Exercise goal — Update the material below by changing "negative clicks" to "exclusion clicks" everywhere it occurs and leaving every other part of the lines as it is. Omit the pictures from your answer.

Items listed in a dataset:
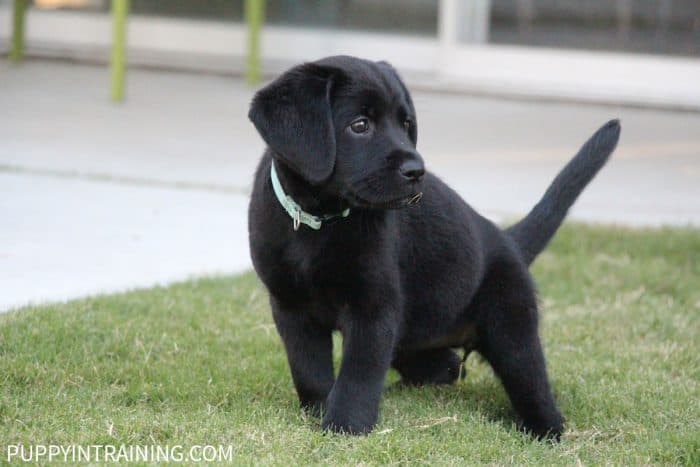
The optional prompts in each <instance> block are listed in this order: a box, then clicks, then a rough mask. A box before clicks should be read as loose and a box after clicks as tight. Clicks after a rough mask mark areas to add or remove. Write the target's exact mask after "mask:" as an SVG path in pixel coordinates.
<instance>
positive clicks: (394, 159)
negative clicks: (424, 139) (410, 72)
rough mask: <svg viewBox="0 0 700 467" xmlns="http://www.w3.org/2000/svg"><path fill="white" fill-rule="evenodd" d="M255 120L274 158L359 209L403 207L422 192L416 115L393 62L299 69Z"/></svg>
mask: <svg viewBox="0 0 700 467" xmlns="http://www.w3.org/2000/svg"><path fill="white" fill-rule="evenodd" d="M248 116H249V118H250V119H251V120H252V122H253V123H254V124H255V127H256V128H257V130H258V132H259V133H260V135H261V136H262V137H263V139H264V140H265V142H266V143H267V145H268V146H269V147H270V149H271V150H272V153H273V157H275V158H276V159H278V160H279V161H280V162H281V163H283V164H284V165H285V166H286V167H288V168H289V169H291V170H293V171H294V172H296V173H297V174H298V175H299V176H301V177H302V178H303V179H304V180H305V181H306V182H308V183H309V184H310V185H313V186H315V187H319V188H321V189H323V190H324V192H326V193H329V194H332V195H335V196H338V197H340V198H343V199H345V200H346V201H347V202H348V203H349V204H350V205H351V206H362V207H370V208H396V207H400V206H403V205H405V204H408V202H409V201H410V200H411V199H414V198H415V196H416V195H417V194H418V193H420V191H421V181H422V177H423V173H424V167H423V159H422V158H421V156H420V155H419V154H418V152H417V151H416V140H417V131H418V130H417V126H416V115H415V109H414V107H413V102H412V101H411V96H410V95H409V93H408V91H407V90H406V87H405V86H404V84H403V83H402V81H401V79H400V78H399V76H398V74H397V73H396V71H395V70H394V69H393V68H392V67H391V66H390V65H389V64H388V63H385V62H378V63H375V62H370V61H367V60H361V59H358V58H353V57H346V56H338V57H329V58H325V59H323V60H319V61H317V62H313V63H305V64H303V65H299V66H297V67H295V68H292V69H291V70H289V71H287V72H286V73H284V74H283V75H282V76H280V77H279V78H278V79H277V80H275V81H274V82H272V83H271V84H270V85H268V86H267V87H265V88H263V89H262V90H260V91H259V92H258V93H257V94H256V96H255V98H254V99H253V103H252V105H251V108H250V112H249V114H248Z"/></svg>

Written solution —
The optional prompts in each <instance> block are listed in this order: a box, then clicks, then a rough mask. A box before clicks should be read as loose and a box after clicks as tight. Clicks after a rough mask mark areas to add or remove. Write the target's exact mask after "mask:" as an SVG path in pixel coordinates.
<instance>
positive clicks: (394, 159)
exclusion clicks: (424, 139) (410, 72)
rough mask: <svg viewBox="0 0 700 467" xmlns="http://www.w3.org/2000/svg"><path fill="white" fill-rule="evenodd" d="M255 120L274 158L359 209L403 207L422 192L416 115L393 62L299 69Z"/></svg>
mask: <svg viewBox="0 0 700 467" xmlns="http://www.w3.org/2000/svg"><path fill="white" fill-rule="evenodd" d="M248 116H249V118H250V119H251V120H252V122H253V123H254V124H255V127H256V128H257V130H258V132H259V133H260V135H261V136H262V137H263V139H264V140H265V142H266V143H267V145H268V146H269V147H270V149H271V150H272V153H273V157H275V158H276V159H278V160H279V161H280V162H281V163H283V164H284V165H285V166H286V167H288V168H289V169H291V170H293V171H294V172H296V173H297V174H298V175H299V176H301V177H302V178H303V179H304V180H305V181H306V182H308V183H309V184H310V185H313V186H315V187H319V188H321V189H323V190H324V192H326V193H329V194H332V195H335V196H338V197H340V198H343V199H345V200H346V201H347V202H348V203H349V204H350V205H351V206H362V207H370V208H396V207H400V206H403V205H405V204H408V202H409V201H410V200H411V199H414V198H415V196H416V195H417V194H418V193H420V191H421V181H422V177H423V173H424V167H423V159H422V158H421V156H420V155H419V154H418V152H417V151H416V140H417V131H418V130H417V126H416V115H415V109H414V107H413V102H412V101H411V96H410V95H409V93H408V91H407V90H406V87H405V86H404V84H403V83H402V81H401V79H400V78H399V76H398V74H397V73H396V71H395V70H394V69H393V68H392V67H391V66H390V65H389V64H388V63H385V62H378V63H375V62H370V61H367V60H361V59H358V58H353V57H346V56H338V57H329V58H325V59H323V60H319V61H317V62H313V63H305V64H303V65H299V66H297V67H295V68H292V69H291V70H289V71H287V72H286V73H284V74H283V75H282V76H280V77H279V78H278V79H277V80H275V81H274V82H272V83H271V84H270V85H268V86H267V87H265V88H263V89H262V90H260V91H259V92H258V93H257V94H256V96H255V98H254V99H253V103H252V105H251V108H250V112H249V114H248Z"/></svg>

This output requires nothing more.